▼

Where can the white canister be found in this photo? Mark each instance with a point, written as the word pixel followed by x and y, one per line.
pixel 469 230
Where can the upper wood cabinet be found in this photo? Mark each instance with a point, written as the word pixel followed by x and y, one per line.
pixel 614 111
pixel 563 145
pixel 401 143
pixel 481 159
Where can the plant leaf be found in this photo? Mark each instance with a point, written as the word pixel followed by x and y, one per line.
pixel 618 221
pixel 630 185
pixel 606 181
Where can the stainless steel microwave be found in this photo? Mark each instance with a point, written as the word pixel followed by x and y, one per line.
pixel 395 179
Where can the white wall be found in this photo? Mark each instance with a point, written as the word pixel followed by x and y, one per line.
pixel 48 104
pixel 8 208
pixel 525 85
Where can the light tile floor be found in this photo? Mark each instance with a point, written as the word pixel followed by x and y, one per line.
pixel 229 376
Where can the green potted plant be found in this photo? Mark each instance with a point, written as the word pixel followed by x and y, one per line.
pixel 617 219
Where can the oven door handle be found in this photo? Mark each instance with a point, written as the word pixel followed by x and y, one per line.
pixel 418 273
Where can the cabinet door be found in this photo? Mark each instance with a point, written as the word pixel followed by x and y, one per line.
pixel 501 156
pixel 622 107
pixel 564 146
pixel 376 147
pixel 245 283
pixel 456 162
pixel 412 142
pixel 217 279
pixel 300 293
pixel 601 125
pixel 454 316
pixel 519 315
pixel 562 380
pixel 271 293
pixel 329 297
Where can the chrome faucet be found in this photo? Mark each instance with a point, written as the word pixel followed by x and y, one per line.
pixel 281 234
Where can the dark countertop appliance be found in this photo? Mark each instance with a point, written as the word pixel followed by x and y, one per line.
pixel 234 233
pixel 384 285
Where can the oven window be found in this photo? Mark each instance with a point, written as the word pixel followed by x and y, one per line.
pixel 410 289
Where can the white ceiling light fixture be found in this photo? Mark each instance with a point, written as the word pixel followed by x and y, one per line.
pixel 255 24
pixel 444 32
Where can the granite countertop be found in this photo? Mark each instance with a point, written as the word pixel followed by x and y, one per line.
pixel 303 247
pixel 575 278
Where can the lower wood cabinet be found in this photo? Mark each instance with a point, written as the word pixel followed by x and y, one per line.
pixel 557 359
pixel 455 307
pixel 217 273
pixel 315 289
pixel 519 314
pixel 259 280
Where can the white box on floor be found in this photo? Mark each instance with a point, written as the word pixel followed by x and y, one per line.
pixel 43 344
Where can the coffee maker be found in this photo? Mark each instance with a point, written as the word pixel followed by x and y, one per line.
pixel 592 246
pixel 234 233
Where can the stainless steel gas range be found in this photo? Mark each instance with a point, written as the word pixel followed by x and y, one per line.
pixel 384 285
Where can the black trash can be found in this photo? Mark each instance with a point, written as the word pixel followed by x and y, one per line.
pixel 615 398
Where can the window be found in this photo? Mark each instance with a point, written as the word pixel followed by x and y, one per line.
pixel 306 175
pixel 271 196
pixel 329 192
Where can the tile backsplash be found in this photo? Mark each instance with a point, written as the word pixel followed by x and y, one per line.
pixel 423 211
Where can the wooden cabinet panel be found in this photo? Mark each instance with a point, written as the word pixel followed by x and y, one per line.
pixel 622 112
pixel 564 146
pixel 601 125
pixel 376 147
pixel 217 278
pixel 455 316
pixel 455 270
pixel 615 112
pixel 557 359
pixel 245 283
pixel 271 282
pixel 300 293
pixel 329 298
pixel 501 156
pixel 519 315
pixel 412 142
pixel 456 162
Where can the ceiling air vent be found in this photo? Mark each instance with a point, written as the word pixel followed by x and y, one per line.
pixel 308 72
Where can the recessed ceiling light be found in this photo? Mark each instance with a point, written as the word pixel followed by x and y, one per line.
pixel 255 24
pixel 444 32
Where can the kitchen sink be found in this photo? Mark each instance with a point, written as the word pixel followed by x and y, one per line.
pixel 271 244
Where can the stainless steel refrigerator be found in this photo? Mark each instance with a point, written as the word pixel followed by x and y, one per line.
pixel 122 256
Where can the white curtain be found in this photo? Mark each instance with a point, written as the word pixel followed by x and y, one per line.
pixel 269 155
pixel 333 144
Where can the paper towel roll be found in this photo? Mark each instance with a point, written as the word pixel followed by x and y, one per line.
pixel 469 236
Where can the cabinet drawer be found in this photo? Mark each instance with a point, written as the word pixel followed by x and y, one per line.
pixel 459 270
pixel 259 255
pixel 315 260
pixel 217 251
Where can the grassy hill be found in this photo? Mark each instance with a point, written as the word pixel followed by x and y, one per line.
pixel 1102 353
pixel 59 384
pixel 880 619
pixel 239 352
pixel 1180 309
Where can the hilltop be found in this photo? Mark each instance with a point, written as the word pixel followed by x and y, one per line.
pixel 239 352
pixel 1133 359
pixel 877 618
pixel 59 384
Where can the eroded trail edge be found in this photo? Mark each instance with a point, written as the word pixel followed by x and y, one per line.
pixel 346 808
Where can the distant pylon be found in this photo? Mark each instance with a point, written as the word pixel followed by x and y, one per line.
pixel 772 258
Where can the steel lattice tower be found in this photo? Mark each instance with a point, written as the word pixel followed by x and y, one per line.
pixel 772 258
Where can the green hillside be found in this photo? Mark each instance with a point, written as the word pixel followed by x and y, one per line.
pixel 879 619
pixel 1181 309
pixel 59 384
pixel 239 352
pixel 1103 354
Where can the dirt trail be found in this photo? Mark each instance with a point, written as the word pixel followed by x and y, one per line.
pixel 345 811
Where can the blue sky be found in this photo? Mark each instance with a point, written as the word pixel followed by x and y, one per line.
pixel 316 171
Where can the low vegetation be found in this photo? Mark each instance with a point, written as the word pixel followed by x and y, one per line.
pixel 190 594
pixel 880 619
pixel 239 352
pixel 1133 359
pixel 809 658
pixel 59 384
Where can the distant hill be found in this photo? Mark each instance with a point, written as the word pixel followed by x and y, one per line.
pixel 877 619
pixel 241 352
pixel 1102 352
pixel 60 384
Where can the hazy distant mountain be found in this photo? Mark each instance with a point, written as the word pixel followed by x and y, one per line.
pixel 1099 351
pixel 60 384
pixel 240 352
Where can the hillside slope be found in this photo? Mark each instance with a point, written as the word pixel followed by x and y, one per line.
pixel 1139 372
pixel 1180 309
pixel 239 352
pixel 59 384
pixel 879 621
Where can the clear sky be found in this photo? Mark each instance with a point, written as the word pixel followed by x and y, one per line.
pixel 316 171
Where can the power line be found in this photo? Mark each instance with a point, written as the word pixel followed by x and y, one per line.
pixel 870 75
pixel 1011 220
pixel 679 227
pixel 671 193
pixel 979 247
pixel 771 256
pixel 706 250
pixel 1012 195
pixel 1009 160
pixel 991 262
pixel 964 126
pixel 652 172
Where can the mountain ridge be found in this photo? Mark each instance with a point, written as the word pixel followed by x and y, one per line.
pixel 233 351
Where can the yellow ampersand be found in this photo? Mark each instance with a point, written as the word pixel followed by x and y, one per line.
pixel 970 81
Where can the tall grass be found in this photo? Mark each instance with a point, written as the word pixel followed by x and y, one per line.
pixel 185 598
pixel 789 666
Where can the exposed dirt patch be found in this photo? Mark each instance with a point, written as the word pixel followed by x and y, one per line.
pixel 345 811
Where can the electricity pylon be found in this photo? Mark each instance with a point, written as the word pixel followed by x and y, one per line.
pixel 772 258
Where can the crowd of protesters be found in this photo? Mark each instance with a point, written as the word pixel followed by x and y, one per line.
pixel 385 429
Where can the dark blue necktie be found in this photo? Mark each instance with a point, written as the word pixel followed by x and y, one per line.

▲

### PROBLEM TO WORK ON
All of the material should appear again, reproduced word for word.

### EXERCISE RESULT
Where can the white canister be found in this photo? Mark each instance with a point, written as the word pixel followed by x and y, one per line.
pixel 469 230
Where can the upper wood cabinet be found in this photo? Mark each instance with a point, written as the word pixel followed by x and y, one per line.
pixel 614 111
pixel 563 145
pixel 401 143
pixel 481 159
Where can the plant leaf be found in this photo? Mark each instance with a point, written as the word pixel followed by x and y, one per line.
pixel 618 221
pixel 630 185
pixel 606 181
Where can the stainless steel microwave be found in this photo? Mark each instance with a point, written as the word pixel followed by x and y, one per line.
pixel 395 179
Where can the white wall be found in this photo? Mark each instance with a point, written as the word pixel followed by x and y, one per line.
pixel 48 104
pixel 8 208
pixel 525 85
Where can the light tile floor be found in this photo? Mark each instance with a point, written as the word pixel followed by x and y, one per line.
pixel 229 376
Where can the green potted plant be found in this photo? Mark each instance with a point, written as the word pixel followed by x and y, one per line.
pixel 617 219
Where can the oven door handle be found in this photo? Mark each instance with a point, written as the word pixel followed by x and y, one per line.
pixel 418 273
Where can the cabinet door be found in this photo? Mark each instance with a point, written as the word pixel followed by x and y, one per line.
pixel 501 156
pixel 622 107
pixel 564 146
pixel 376 147
pixel 245 283
pixel 456 162
pixel 412 142
pixel 217 279
pixel 300 293
pixel 601 125
pixel 454 316
pixel 519 315
pixel 562 380
pixel 271 293
pixel 329 297
Where can the chrome faucet be found in this photo? Mark each instance with a point, written as the word pixel followed by x and y, one per line.
pixel 281 234
Where can the dark countertop appliance be found in this photo? Mark each instance with a point, written as the word pixel followed by x and y, one per line.
pixel 234 233
pixel 384 285
Where can the oven window be found in this photo? Mark each instance with a point, written as the word pixel followed by x and y, one per line.
pixel 410 289
Where can the white ceiling light fixture be found in this photo? Mark each instance with a point, written as the word pixel followed by x and y, one per line.
pixel 255 24
pixel 444 32
Where can the granite countertop be found in this photo? Mark each instance with a point, written as the word pixel followed by x and y, one per line.
pixel 303 247
pixel 575 278
Where can the lower wood cabinet be found in this photo? Mark each instance with a point, written as the word pixel followed by x and y, one per line.
pixel 557 359
pixel 455 307
pixel 217 273
pixel 315 289
pixel 519 314
pixel 259 280
Where can the white box on floor be found in this photo? Mark each instance with a point, written as the word pixel followed by x and y, one per line.
pixel 43 344
Where can the coffee maker be found in this photo? Mark each instance with a point, written as the word pixel followed by x and y, one per line.
pixel 592 246
pixel 234 233
Where can the stainless steel gas range be found in this photo? Mark each instance with a point, written as the word pixel followed by x and y, one per line.
pixel 384 285
Where can the black trash can be found in this photo? Mark each instance with a point, written as the word pixel followed by x and y, one per line.
pixel 615 398
Where can the window be found in this photo? Mark each instance with a point, written as the word pixel followed by x and y, one per line.
pixel 306 175
pixel 271 196
pixel 329 192
Where can the tile backsplash be found in this photo? Mark each instance with a point, written as the word pixel followed by x and y, one per line.
pixel 423 211
Where can the wooden cabinet panel be found in this photo? Mark each instance with a point, written as the word pixel followed by x and y, one per line.
pixel 622 112
pixel 564 146
pixel 601 125
pixel 376 147
pixel 217 278
pixel 455 316
pixel 455 270
pixel 615 112
pixel 557 359
pixel 245 283
pixel 271 282
pixel 300 293
pixel 329 298
pixel 501 156
pixel 519 315
pixel 412 142
pixel 456 162
Where can the ceiling air vent be found in this photo? Mark each instance with a point, written as the word pixel followed by x and y, one per line.
pixel 308 72
Where can the recessed ceiling light be found in this photo? Mark each instance with a point, written as the word pixel followed by x and y, one per line.
pixel 255 24
pixel 444 32
Where can the kitchen sink be found in this photo? Mark each instance with a point, written as the word pixel followed by x and y, one per line.
pixel 271 244
Where can the stainless steel refrigerator be found in this photo? Mark each instance with a point, written as the word pixel followed by x and y, one per line.
pixel 122 256
Where can the white curtain be found in this photo? Mark each instance with a point, written as the word pixel followed by x and y, one per line.
pixel 269 155
pixel 333 144
Where can the paper towel roll be found in this photo? Mark each instance with a point, written as the word pixel followed by x and y, one per line.
pixel 469 236
Where can the cabinet drawer be found in this photo? Mark each instance with a point, written as the word pixel followed by x and y, one per line.
pixel 459 270
pixel 259 255
pixel 315 260
pixel 217 251
Where can the grassy hill be found in this photo? Mark each instance with a point, written as the word pixel followed by x and y, one per line.
pixel 1102 353
pixel 59 384
pixel 880 619
pixel 239 352
pixel 1180 309
Where can the hilltop be found in this photo? Mark each instance with a point, written as the word pixel followed by x and y, one per line.
pixel 239 352
pixel 1133 359
pixel 877 618
pixel 59 384
Where can the eroded trail edge be found in this photo? Mark each instance with a point, written as the word pixel followed by x and y, one per line.
pixel 346 808
Where can the distant pylon be found in this photo? Mark each instance with a point, written as the word pixel followed by x and y, one per line.
pixel 772 258
Where can the steel lattice tower be found in this photo? Mark each instance with a point, written as the word pixel followed by x and y, one per line.
pixel 772 258
Where can the green hillside be found in this photo? Mark each instance with a point, written as the word pixel followed by x and y, one per line.
pixel 879 619
pixel 1181 309
pixel 59 384
pixel 239 352
pixel 1103 354
Where can the dirt trail be found in this photo? Mark each instance with a point, written as the word pixel followed by x and y, one per line.
pixel 345 811
Where can the blue sky be found in this photo? Mark each instance with a point, written as the word pixel followed by x and y, one per line.
pixel 316 171
Where can the low vegetation be found in this photo? Mark each instance with a point, written as the word pixel followed by x and y, one per line.
pixel 190 594
pixel 880 619
pixel 239 352
pixel 1133 359
pixel 809 658
pixel 59 384
Where can the distant hill be found in this photo? Mark each instance with a point, written as the word pixel followed by x and y, one per line.
pixel 877 619
pixel 241 352
pixel 1102 352
pixel 60 384
Where can the hazy distant mountain be found in this photo? Mark each instance with a point, written as the word pixel followed by x and y, one per line.
pixel 1099 351
pixel 60 384
pixel 240 352
Where can the hillside slope be found in this photo? Mark each instance with a point, written as the word pixel followed by x and y, one per line.
pixel 1139 372
pixel 1180 309
pixel 239 352
pixel 59 384
pixel 879 621
Where can the clear sky be found in this photo? Mark each instance with a point, written as the word pixel followed by x and y, one per line.
pixel 316 171
Where can the power line be found in this photo? Mark each instance with a point, written as the word pixel followed by x and y, one per line.
pixel 870 75
pixel 1011 220
pixel 679 227
pixel 671 193
pixel 979 247
pixel 771 256
pixel 706 250
pixel 1012 195
pixel 1009 160
pixel 991 262
pixel 964 126
pixel 652 172
Where can the mountain ridge be found in this photo? Mark each instance with a point, written as the word pixel followed by x and y, one per line.
pixel 233 351
Where can the yellow ampersand be found in this photo? Mark each instance with a point, written as the word pixel followed by x and y, one per line.
pixel 970 81
Where can the tall grass be found in this photo? Mark each instance with a point, written as the word pixel followed by x and y, one per line.
pixel 185 598
pixel 789 666
Where can the exposed dirt patch be found in this photo? Mark each instance with a point, written as the word pixel followed by x and y, one per line.
pixel 345 811
Where can the electricity pylon be found in this photo? Mark each instance with a point, written as the word pixel followed by x and y, one per line.
pixel 772 258
Where can the crowd of protesters be found in this photo? Mark each instance with a point, written as the word pixel followed by x and y, one per line.
pixel 385 429
Where can the dark blue necktie be found in this photo? Mark each instance with a point, written as the word pixel followed by x and y, one per line.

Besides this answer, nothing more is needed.